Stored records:
= Beginning of Section =
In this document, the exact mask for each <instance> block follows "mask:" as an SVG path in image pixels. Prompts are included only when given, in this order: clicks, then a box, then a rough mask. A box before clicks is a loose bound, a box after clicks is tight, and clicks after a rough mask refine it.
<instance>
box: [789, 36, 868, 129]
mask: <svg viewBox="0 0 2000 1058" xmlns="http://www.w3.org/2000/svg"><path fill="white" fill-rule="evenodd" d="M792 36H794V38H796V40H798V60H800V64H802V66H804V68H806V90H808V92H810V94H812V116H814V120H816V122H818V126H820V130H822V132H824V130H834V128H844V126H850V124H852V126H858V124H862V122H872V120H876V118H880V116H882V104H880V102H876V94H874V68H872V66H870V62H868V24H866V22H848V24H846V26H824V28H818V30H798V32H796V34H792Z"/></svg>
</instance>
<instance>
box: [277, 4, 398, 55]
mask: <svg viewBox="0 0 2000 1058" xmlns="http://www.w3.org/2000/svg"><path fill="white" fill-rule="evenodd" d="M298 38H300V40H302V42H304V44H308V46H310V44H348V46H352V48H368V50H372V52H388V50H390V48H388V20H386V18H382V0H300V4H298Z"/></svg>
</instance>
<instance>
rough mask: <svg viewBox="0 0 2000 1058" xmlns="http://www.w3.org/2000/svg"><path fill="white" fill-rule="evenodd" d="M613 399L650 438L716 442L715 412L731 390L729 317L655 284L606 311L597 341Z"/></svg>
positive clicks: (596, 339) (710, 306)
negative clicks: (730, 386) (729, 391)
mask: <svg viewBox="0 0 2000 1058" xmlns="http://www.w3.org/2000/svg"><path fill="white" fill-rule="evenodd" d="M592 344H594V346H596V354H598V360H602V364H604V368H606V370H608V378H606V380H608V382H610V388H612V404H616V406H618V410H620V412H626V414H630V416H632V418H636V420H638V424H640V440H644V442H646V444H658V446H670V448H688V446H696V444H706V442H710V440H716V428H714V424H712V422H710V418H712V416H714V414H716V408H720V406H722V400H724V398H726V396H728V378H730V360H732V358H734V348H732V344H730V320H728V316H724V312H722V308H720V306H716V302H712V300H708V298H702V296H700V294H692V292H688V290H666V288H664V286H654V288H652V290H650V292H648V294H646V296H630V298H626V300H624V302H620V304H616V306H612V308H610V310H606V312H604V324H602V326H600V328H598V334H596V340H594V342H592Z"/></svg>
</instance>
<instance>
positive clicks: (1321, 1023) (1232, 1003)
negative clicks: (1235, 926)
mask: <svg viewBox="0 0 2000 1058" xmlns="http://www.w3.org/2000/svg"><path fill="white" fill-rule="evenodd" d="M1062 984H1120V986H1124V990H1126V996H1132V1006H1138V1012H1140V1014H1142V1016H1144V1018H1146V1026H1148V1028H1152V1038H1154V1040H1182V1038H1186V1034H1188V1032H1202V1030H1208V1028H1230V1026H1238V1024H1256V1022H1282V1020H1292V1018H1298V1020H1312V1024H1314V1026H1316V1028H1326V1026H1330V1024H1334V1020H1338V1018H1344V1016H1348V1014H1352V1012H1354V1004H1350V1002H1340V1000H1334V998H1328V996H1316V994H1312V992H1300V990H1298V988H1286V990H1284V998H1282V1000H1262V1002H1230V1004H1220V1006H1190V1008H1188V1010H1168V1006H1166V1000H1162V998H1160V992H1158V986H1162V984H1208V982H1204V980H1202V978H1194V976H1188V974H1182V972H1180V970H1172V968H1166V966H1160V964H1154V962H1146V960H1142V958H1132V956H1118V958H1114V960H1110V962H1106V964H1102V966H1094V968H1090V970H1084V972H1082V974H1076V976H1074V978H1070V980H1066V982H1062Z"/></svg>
= End of Section =
Your instructions | Every entry needs to be copied exactly as it was written.

Solution for this exercise |
In this document, the exact mask for each <instance> block follows "mask:" as an SVG path in image pixels. Prompts are included only when given, in this order: clicks, then a box, then a rough mask. A box before clicks is a loose bound, a box after clicks is tight, and clicks after a rough mask refine it.
<instance>
box: [789, 36, 868, 129]
mask: <svg viewBox="0 0 2000 1058" xmlns="http://www.w3.org/2000/svg"><path fill="white" fill-rule="evenodd" d="M792 36H794V38H796V40H798V60H800V64H802V66H804V68H806V90H808V92H810V94H812V116H814V120H816V122H818V126H820V130H822V132H824V130H834V128H844V126H850V124H852V126H858V124H862V122H872V120H876V118H880V116H882V104H880V102H876V94H874V68H872V66H870V62H868V24H866V22H848V24H846V26H824V28H818V30H798V32H796V34H792Z"/></svg>
</instance>
<instance>
box: [277, 4, 398, 55]
mask: <svg viewBox="0 0 2000 1058" xmlns="http://www.w3.org/2000/svg"><path fill="white" fill-rule="evenodd" d="M298 38H300V40H302V42H304V44H308V46H310V44H348V46H352V48H368V50H372V52H388V50H390V48H388V20H386V18H382V0H300V4H298Z"/></svg>
</instance>
<instance>
rough mask: <svg viewBox="0 0 2000 1058" xmlns="http://www.w3.org/2000/svg"><path fill="white" fill-rule="evenodd" d="M613 399L650 438L716 442L715 412L731 390L729 317L655 284L606 311L597 341Z"/></svg>
positive clicks: (596, 339) (710, 306)
negative clicks: (730, 386) (729, 391)
mask: <svg viewBox="0 0 2000 1058" xmlns="http://www.w3.org/2000/svg"><path fill="white" fill-rule="evenodd" d="M592 344H594V346H596V354H598V360H602V364H604V368H606V370H608V378H606V380H608V382H610V388H612V404H616V406H618V410H620V412H626V414H630V416H632V418H636V420H638V424H640V440H644V442H646V444H658V446H670V448H688V446H696V444H706V442H710V440H716V428H714V424H712V422H710V418H712V416H714V414H716V408H720V406H722V400H724V398H726V396H728V378H730V360H732V358H734V348H732V344H730V320H728V316H724V312H722V308H720V306H716V302H712V300H708V298H702V296H700V294H692V292H688V290H666V288H664V286H654V288H652V290H650V292H648V294H646V296H630V298H626V300H624V302H620V304H616V306H612V308H610V310H606V312H604V324H602V326H600V328H598V334H596V340H594V342H592Z"/></svg>
</instance>
<instance>
positive clicks: (1321, 1023) (1232, 1003)
negative clicks: (1235, 926)
mask: <svg viewBox="0 0 2000 1058" xmlns="http://www.w3.org/2000/svg"><path fill="white" fill-rule="evenodd" d="M1062 984H1120V986H1124V990H1126V996H1132V1006H1138V1012H1140V1014H1142V1016H1144V1018H1146V1026H1148V1028H1152V1038H1154V1040H1182V1038H1186V1034H1188V1032H1202V1030H1208V1028H1230V1026H1238V1024H1256V1022H1282V1020H1292V1018H1298V1020H1312V1024H1314V1026H1316V1028H1326V1026H1330V1024H1334V1020H1338V1018H1344V1016H1348V1014H1352V1012H1354V1004H1350V1002H1340V1000H1334V998H1328V996H1316V994H1312V992H1300V990H1298V988H1286V990H1284V998H1282V1000H1262V1002H1230V1004H1220V1006H1190V1008H1188V1010H1168V1006H1166V1000H1162V998H1160V992H1158V986H1162V984H1208V982H1204V980H1202V978H1194V976H1188V974H1182V972H1180V970H1172V968H1166V966H1160V964H1154V962H1146V960H1142V958H1132V956H1118V958H1114V960H1110V962H1106V964H1102V966H1094V968H1090V970H1084V972H1082V974H1076V976H1074V978H1070V980H1066V982H1062Z"/></svg>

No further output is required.